─── Task input

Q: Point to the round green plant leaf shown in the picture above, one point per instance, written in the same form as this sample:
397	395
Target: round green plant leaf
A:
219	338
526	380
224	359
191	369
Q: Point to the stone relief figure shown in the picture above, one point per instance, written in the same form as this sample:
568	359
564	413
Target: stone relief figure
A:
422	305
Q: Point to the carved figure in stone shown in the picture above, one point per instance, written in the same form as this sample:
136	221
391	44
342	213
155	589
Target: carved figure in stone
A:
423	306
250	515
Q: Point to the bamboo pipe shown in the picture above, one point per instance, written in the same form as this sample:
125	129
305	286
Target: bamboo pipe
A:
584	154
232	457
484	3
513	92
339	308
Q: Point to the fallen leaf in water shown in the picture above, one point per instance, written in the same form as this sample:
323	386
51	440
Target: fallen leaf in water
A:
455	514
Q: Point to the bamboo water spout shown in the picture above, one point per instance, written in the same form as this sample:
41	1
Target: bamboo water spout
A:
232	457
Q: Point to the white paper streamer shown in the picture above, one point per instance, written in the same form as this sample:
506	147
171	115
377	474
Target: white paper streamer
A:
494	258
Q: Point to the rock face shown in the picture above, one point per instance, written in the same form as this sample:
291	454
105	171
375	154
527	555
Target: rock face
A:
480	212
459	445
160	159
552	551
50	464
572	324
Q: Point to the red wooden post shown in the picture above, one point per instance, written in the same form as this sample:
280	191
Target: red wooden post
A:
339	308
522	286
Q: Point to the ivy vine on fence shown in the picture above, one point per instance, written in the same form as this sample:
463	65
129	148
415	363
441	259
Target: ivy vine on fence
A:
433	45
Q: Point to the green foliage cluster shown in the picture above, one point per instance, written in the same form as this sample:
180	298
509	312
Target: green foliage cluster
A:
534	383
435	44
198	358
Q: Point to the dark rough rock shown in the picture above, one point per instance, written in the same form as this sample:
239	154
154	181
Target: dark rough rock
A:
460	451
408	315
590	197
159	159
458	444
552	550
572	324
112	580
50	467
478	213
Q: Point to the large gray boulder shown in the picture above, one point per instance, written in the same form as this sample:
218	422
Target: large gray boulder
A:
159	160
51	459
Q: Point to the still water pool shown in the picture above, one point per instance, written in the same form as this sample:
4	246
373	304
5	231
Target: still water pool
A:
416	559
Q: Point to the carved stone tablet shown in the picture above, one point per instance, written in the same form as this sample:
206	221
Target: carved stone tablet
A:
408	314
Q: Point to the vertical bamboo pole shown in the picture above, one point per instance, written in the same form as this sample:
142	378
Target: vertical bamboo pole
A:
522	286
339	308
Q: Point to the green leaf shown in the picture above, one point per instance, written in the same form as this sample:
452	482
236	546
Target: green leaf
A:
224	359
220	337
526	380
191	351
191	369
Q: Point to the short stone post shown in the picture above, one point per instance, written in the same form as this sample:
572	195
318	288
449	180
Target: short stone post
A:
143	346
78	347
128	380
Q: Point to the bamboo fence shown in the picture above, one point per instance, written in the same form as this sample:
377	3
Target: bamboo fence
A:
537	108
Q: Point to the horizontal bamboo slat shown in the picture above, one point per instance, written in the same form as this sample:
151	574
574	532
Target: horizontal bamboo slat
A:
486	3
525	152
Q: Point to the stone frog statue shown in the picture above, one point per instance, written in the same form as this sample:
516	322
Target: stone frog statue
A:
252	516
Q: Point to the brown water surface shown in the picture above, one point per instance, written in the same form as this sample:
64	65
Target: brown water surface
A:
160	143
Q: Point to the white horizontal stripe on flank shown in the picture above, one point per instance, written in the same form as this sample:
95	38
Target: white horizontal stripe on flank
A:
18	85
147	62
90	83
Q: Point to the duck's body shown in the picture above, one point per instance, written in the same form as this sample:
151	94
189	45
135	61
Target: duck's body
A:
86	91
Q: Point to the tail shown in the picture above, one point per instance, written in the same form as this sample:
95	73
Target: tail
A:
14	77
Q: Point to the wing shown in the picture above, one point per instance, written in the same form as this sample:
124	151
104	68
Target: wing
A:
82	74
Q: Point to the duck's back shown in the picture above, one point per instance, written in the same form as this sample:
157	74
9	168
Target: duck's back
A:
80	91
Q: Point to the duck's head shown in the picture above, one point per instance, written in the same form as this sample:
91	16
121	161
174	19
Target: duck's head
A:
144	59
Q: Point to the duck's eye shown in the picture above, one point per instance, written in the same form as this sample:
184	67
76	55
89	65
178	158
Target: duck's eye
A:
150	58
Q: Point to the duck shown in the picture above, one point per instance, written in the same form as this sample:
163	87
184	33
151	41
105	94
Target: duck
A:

──────

- [What you need to do]: Retype the data in full and match it exactly.

- [Output for this task]:
Q: Point to the round green plant leaf shown in the picture above, one point per instance, written in the same form as this sample:
397	395
Target: round green plant leaf
A:
219	338
526	380
224	359
191	369
Q: Point to the stone relief figure shown in the picture above, one point per instance, written in the same form as this sample:
568	359
564	413
Target: stone relief figure
A:
422	305
Q: Point to the carved figure in stone shown in the picture above, one point per instance, written in the same form as this sample:
136	221
391	44
342	213
155	589
Target: carved figure in stone
A:
423	306
250	515
Q: Point to the bamboo pipe shown in the picture above, one point per instance, written in the same form as this sample:
125	129
305	286
Target: bamboo pipe
A:
584	154
232	457
484	3
513	92
339	308
Q: Point to the fallen leaf in water shown in the picture above, one point per instance, written in the same form as this sample:
323	386
51	440
Target: fallen leaf in water
A:
455	514
Q: Point to the bamboo water spout shown in the picture above, one point per instance, written in the same form as this sample:
41	1
Target: bamboo water spout
A:
232	457
Q: Point to the white paper streamer shown in the picture above, one point per instance, written in the same form as this sample:
506	147
171	115
377	474
Target: white paper streamer
A:
494	258
Q: Point to the rock face shown in the picture above, one point per instance, written in the same form as this sample:
291	454
105	171
375	154
527	555
Target: rock face
A:
480	212
459	445
160	159
552	551
50	464
572	324
Q: Point to the red wooden post shown in the picture above, one point per instance, written in the same form as this sample:
280	191
Target: red wooden post
A:
339	308
522	286
Q: Point to the ivy vine on fence shown in the picture above, one point per instance, written in the same form as this sample:
463	65
129	148
415	363
441	259
Target: ivy vine on fence
A:
433	45
Q: Point to the green foliage cluster shown in the picture above, one point per instance, written in the same form as this sample:
180	298
509	312
Target: green foliage cluster
A:
534	383
435	44
198	358
Q: Point to the dark rough rock shown in the picture above, one point per instance, written in the same form as this sample:
239	154
154	181
Target: dark rough rock
A:
460	451
408	315
590	197
159	159
458	444
552	550
572	324
112	580
50	467
478	213
Q: Point to the large gray boulder shown in the picture above, one point per instance, written in the same form as this sample:
218	422
Target: large gray boulder
A:
159	160
51	459
Q: Point to the still water pool shown in the picture above, one point per instance, written in the same form as this sample:
4	246
373	304
5	231
Target: still water pool
A:
416	559
Q: Point to the carved stone tablet shown in the picture above, one point per instance, written in the same form as this sample:
206	221
Target: carved stone tablet
A:
408	314
Q: Point to the vertical bamboo pole shown in the picture above, one point per instance, written in the same form as this sample:
142	378
Target: vertical bamboo pole
A:
522	286
339	308
Q: Point to the green leaf shown in the picture above, one point per instance, written in the same form as this sample:
452	482
236	546
Target: green leaf
A:
224	359
220	337
526	380
191	351
191	369
Q: Point to the short stone post shown in the picture above, one point per instance, written in the same form as this sample:
572	195
318	288
449	180
Target: short stone post
A:
143	346
78	347
128	380
Q: Point to the bamboo fence shown in the picture above, one point per instance, written in the same form as this sample:
377	3
Target: bamboo fence
A:
537	108
Q: Point to the horizontal bamboo slat shown in the picture above, one point per instance, written in the same form as this sample:
151	574
574	532
Target: horizontal bamboo slat
A:
486	3
525	152
Q: Point to the stone frog statue shown in the picture above, one point per instance, written in the same form as this sample:
516	322
Target: stone frog statue
A:
252	516
Q: Point to the brown water surface shown in the picture above, one point per instance, written in the same form as this sample:
64	65
Target: brown water surface
A:
160	143
Q: Point to the white horizontal stripe on flank shown in the picture above, one point per instance, written in the same form as this sample:
95	38
Target: white horizontal stripe on flank
A:
18	85
147	62
90	83
Q: Point to the duck's body shown in the picture above, one point per instance, written in the same form as this sample:
151	94
189	45
135	61
Target: duck's body
A:
86	91
Q: Point to the tail shown in the picture above, one point per instance, written in the same form as this sample:
95	73
Target: tail
A:
14	77
Q: Point to the wing shown in the picture above, one point per instance, written in the same form as this sample:
124	151
104	68
Target: wing
A:
82	74
Q: Point to the duck's back shown in the picture above, one point per instance, written in the same form as this sample:
157	74
9	168
Target: duck's back
A:
80	91
Q: Point to the duck's head shown in the picture above, one point per instance, written in the same form as this sample:
91	16
121	161
174	19
Target: duck's head
A:
144	59
Q: Point to the duck's eye shown in the picture above, one point per instance, written in the same form as this sample:
184	67
76	55
89	65
178	158
Target: duck's eye
A:
150	58
Q: Point to the duck shown in the picture above, one point per instance, written in the same form as this sample:
163	87
184	33
151	41
105	94
Target: duck
A:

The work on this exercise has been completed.